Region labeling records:
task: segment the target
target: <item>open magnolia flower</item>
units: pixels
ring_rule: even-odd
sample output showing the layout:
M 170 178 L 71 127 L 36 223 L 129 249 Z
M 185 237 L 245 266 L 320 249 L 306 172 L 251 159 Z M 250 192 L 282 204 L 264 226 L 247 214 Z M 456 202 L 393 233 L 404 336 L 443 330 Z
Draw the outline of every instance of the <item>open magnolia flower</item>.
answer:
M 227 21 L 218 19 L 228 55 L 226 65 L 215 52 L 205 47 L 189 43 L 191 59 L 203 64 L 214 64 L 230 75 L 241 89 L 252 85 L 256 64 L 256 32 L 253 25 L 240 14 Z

_Directive_:
Please write out the records above again in full, requests included, and shift each answer outline by adding 9 to every coordinate in it. Keep all other numbers, including those in the layout lines before each answer, unchanged.

_The output_:
task: segment the target
target: <item>open magnolia flower</item>
units: pixels
ring_rule: even-odd
sample output showing the layout:
M 170 178 L 71 127 L 36 223 L 129 249 Z
M 185 237 L 245 266 L 320 249 L 306 172 L 251 159 Z M 250 192 L 282 204 L 264 226 L 247 214 Z M 456 202 L 393 233 L 404 336 L 443 330 Z
Draw the outline of every instance of the <item>open magnolia flower</item>.
answer:
M 236 30 L 227 28 L 237 64 L 235 74 L 224 61 L 214 56 L 198 52 L 200 68 L 212 73 L 223 73 L 239 84 L 250 98 L 261 94 L 265 73 L 265 41 L 262 34 L 249 23 Z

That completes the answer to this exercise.